┏━━

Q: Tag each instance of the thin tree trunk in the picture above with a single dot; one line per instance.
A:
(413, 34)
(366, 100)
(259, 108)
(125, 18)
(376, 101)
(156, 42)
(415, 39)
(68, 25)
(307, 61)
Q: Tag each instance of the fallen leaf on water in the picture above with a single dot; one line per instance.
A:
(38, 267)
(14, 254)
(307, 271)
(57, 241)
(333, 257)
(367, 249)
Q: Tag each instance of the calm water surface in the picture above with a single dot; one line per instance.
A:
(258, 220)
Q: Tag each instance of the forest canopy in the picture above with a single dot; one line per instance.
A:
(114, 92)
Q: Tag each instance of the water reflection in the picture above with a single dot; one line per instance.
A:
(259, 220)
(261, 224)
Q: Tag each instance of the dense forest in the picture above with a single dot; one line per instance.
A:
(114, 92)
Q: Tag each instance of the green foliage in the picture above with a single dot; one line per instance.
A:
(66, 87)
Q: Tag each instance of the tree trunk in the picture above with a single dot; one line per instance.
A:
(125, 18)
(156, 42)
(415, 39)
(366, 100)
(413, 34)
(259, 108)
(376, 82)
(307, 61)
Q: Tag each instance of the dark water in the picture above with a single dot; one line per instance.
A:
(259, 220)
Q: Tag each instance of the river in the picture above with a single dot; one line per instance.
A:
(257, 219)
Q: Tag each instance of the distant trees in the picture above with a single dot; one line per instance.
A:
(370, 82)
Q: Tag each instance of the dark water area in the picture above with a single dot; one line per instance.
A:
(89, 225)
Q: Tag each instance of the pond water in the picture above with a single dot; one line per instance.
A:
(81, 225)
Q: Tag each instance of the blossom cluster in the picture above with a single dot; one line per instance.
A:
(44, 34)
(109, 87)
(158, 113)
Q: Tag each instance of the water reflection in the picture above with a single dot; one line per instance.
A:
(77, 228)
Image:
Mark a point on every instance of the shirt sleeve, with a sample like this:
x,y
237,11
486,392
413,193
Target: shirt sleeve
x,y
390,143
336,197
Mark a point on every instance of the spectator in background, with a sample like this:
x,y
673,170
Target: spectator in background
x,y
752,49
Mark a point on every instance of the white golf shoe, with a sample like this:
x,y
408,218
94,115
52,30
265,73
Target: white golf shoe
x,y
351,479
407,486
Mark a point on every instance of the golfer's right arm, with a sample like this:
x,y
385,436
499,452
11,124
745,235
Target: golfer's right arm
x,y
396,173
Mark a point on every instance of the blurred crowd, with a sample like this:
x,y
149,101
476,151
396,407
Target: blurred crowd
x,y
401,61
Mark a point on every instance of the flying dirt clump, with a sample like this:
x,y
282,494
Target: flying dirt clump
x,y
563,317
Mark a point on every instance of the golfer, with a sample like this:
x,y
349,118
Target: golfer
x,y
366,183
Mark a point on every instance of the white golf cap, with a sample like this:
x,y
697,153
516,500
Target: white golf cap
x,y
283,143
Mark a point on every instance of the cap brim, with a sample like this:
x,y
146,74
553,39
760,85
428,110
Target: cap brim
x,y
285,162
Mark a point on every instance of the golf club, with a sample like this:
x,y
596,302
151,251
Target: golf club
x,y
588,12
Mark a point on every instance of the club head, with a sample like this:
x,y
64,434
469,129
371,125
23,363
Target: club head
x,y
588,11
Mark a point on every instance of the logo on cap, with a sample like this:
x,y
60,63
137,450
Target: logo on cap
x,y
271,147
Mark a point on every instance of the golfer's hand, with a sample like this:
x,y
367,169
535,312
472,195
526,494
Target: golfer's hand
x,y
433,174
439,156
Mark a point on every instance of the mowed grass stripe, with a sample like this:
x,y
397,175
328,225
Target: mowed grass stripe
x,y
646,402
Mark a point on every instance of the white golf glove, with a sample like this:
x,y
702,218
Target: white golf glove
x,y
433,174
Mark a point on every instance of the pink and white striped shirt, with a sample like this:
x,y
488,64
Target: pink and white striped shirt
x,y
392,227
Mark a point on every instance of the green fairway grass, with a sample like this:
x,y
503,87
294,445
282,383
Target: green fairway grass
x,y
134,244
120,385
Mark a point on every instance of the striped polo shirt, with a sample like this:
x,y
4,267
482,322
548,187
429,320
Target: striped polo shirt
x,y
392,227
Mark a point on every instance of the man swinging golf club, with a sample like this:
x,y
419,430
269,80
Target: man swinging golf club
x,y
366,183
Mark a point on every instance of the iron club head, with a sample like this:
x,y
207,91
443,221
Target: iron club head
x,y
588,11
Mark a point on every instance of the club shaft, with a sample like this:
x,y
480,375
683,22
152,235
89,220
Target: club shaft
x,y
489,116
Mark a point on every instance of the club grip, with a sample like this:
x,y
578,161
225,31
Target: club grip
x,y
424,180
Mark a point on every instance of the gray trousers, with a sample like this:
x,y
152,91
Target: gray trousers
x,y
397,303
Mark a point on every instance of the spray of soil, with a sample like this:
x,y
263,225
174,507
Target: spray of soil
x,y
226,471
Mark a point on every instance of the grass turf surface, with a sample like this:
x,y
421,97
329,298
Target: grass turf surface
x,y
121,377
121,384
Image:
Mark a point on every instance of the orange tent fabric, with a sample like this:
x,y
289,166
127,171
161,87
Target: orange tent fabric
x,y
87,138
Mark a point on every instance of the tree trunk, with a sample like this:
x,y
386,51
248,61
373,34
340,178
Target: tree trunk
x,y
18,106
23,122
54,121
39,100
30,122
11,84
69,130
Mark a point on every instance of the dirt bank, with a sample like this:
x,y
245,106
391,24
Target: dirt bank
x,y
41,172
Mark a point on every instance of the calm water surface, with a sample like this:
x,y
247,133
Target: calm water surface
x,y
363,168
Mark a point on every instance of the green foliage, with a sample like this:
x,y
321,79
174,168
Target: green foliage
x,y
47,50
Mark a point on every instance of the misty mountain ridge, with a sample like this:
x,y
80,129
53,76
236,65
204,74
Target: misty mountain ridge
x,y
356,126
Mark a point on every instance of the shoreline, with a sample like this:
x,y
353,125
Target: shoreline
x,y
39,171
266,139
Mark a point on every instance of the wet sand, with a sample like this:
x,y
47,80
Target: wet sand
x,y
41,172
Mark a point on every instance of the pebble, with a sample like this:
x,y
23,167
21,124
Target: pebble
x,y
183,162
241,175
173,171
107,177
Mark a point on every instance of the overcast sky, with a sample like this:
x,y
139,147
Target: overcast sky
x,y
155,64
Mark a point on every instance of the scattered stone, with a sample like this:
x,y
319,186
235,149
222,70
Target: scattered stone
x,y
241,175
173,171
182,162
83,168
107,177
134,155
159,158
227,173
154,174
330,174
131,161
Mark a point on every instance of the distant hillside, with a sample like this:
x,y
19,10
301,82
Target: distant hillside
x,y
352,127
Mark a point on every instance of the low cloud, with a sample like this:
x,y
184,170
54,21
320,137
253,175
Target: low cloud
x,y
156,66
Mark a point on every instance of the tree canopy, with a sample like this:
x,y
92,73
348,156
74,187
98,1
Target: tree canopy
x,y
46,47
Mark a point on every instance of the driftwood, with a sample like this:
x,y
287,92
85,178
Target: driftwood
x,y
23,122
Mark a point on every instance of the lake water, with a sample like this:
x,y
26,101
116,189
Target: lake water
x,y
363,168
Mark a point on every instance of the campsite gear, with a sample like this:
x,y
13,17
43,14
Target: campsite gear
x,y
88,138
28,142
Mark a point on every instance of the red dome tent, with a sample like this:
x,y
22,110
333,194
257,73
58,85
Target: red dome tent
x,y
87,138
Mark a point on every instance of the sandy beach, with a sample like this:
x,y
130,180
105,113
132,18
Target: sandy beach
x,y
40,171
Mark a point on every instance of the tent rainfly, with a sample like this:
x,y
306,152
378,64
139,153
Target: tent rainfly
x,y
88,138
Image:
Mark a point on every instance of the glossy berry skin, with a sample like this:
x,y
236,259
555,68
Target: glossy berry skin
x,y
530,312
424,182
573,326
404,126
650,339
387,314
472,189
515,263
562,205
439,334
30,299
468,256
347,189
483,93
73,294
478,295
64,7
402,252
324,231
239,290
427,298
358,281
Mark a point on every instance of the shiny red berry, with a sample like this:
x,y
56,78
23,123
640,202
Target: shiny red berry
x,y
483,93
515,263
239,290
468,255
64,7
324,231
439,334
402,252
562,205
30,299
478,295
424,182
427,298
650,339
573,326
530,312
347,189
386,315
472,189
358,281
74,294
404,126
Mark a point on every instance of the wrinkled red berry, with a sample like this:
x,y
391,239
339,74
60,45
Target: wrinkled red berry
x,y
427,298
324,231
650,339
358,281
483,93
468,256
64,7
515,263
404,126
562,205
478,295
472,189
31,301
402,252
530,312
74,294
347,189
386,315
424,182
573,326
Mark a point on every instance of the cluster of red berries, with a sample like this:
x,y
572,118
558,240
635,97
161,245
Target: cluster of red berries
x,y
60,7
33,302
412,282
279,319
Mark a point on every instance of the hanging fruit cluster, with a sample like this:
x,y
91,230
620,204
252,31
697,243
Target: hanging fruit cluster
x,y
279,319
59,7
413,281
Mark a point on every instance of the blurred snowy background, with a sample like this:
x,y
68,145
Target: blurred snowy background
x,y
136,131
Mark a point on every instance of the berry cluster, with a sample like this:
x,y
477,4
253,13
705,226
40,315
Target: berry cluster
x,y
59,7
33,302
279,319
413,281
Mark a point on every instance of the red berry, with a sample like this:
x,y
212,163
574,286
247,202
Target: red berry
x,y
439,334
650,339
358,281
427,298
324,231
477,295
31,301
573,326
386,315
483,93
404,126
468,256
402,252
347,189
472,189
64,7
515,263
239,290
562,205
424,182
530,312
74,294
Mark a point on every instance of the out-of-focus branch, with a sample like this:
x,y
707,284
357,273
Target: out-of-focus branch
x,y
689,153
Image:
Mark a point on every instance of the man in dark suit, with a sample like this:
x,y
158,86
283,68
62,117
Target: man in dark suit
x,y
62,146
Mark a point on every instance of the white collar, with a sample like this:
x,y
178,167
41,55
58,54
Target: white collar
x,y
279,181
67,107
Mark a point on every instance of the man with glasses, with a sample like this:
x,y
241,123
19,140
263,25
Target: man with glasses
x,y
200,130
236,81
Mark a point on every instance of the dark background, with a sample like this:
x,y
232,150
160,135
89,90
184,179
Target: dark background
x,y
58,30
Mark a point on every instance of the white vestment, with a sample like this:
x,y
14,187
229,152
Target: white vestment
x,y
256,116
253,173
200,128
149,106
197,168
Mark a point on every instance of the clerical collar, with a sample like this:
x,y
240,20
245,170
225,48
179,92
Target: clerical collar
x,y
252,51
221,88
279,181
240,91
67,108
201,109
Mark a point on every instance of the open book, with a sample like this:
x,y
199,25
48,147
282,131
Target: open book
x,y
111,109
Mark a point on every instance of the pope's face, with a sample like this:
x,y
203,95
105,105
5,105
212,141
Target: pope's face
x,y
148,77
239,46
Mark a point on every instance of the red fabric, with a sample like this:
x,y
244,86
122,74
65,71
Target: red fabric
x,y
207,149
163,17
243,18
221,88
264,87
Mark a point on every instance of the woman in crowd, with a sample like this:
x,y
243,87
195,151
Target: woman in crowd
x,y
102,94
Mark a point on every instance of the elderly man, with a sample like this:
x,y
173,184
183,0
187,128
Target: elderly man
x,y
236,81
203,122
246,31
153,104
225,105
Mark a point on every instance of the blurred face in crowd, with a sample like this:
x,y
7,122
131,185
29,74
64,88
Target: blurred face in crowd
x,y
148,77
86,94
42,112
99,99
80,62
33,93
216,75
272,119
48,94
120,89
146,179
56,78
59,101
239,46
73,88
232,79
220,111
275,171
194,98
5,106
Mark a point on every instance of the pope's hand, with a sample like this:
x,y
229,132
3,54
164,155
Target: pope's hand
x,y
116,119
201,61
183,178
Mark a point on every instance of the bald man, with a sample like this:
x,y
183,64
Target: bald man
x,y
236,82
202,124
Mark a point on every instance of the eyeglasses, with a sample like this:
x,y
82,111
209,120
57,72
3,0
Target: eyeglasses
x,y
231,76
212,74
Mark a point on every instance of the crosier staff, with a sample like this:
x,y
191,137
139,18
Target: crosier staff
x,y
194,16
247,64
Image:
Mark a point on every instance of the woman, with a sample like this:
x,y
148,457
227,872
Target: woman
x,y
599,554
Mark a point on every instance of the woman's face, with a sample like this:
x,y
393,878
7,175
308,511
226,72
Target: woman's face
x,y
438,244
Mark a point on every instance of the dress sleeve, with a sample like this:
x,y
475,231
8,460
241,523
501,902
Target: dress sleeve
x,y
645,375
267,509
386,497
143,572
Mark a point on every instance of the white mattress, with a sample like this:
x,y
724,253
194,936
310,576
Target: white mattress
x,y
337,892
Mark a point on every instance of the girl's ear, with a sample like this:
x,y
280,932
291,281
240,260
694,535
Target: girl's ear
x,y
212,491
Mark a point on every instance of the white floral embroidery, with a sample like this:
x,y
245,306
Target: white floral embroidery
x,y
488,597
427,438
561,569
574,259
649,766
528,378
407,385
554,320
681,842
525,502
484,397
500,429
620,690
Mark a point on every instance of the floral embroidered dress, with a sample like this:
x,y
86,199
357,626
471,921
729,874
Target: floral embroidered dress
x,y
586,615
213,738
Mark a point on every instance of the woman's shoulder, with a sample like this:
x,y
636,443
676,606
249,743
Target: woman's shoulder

┗━━

Return each line among the entries that holds the word "forest".

Q: Tag each instance of the forest canopy in the picture above with a single dot; one line per instance.
Q: Tag each instance of the dense forest in the picture above with a single dot; one line per instance.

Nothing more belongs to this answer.